Exercices à faire
**1)** D'après le texte sur Jarry et Rousseau, où fut présentée la rétrospective de 1984 ?
**2)** Recopiez telles quelles les lignes du listing, en commençant à sa toute première ligne et en vous arrêtant après la ligne qui contient « pixel 175 505 ».

Jarry, Rousseau et le populaire

Jarry, Rousseau et le populaire

C’est en 1984, du 14 septembre au 7 janvier de l’année suivante, que fut présentée, dans les Galeries nationales du Grand Palais, la plus importante rétrospectives des œuvres de Rousseau. Le catalogue de l’exposition contenait seulement quatre articles de fond, dont celui-ci, qui me semble fréquenter l’oubli.
Il est peut-être temps de le donner à lire aux masses voraces.

Henri_Rousseau_la_Guerre

Depuis qu’Henri Rousseau est devenu, dans la conscience artistique contemporaine, l’une de nos gloires nationales, chacun sait – ou croit savoir – qu’Alfred Jarry en fut le découvreur ou, mieux, l’inventeur. Et l’on ne cesse de répéter, à leur sujet, des anecdotes plus ou moins controuvées qu’Apollinaire s’est plu à rapporter.

Lignes enregistrées
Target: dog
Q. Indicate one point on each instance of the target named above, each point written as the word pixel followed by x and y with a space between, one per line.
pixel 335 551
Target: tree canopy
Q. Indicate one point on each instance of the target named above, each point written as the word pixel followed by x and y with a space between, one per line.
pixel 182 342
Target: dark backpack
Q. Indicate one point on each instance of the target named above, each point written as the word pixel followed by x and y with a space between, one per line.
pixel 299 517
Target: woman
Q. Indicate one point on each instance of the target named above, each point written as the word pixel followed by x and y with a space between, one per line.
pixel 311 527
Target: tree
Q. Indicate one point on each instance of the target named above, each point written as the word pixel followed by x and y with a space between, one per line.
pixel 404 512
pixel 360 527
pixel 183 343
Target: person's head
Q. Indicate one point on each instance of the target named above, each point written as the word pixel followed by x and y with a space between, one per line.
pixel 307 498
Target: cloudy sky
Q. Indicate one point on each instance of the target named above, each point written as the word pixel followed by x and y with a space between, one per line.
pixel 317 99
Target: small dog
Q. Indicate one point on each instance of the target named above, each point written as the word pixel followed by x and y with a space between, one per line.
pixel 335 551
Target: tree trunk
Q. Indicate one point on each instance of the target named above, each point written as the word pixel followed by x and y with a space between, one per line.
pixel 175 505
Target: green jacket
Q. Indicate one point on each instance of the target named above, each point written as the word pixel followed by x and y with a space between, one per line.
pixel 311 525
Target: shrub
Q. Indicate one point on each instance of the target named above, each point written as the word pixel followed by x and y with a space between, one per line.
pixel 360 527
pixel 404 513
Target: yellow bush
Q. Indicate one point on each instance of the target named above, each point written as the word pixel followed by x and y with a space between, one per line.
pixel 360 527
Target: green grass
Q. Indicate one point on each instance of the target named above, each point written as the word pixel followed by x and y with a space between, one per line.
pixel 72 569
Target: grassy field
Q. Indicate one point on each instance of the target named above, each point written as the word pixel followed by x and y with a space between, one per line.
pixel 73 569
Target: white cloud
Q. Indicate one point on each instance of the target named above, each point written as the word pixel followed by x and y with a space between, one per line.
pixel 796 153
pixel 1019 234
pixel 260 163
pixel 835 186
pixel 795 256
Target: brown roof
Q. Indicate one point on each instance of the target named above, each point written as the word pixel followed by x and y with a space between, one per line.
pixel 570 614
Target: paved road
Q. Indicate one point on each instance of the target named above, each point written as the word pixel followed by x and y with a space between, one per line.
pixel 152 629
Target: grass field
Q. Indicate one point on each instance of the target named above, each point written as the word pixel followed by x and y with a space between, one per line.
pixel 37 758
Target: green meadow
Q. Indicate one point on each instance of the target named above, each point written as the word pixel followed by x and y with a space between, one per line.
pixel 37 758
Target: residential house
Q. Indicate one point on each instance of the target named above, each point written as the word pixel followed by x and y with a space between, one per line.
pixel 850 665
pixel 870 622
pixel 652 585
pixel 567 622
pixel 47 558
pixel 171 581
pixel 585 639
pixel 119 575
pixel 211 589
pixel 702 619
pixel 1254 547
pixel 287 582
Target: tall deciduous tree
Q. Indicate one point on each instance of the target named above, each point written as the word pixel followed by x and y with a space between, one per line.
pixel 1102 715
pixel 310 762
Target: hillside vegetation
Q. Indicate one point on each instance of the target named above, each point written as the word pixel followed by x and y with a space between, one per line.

Réponses par exercice
**1)** Dans les Galeries nationales du Grand Palais.

**2)**
Target: dog
Q. Indicate one point on each instance of the target named above, each point written as the word pixel followed by x and y with a space between, one per line.
pixel 335 551
Target: tree canopy
Q. Indicate one point on each instance of the target named above, each point written as the word pixel followed by x and y with a space between, one per line.
pixel 182 342
Target: dark backpack
Q. Indicate one point on each instance of the target named above, each point written as the word pixel followed by x and y with a space between, one per line.
pixel 299 517
Target: woman
Q. Indicate one point on each instance of the target named above, each point written as the word pixel followed by x and y with a space between, one per line.
pixel 311 527
Target: tree
Q. Indicate one point on each instance of the target named above, each point written as the word pixel followed by x and y with a space between, one per line.
pixel 404 512
pixel 360 527
pixel 183 343
Target: person's head
Q. Indicate one point on each instance of the target named above, each point written as the word pixel followed by x and y with a space between, one per line.
pixel 307 498
Target: cloudy sky
Q. Indicate one point on each instance of the target named above, each point written as the word pixel followed by x and y with a space between, one per line.
pixel 317 99
Target: small dog
Q. Indicate one point on each instance of the target named above, each point written as the word pixel followed by x and y with a space between, one per line.
pixel 335 551
Target: tree trunk
Q. Indicate one point on each instance of the target named above, each point written as the word pixel followed by x and y with a space between, one per line.
pixel 175 505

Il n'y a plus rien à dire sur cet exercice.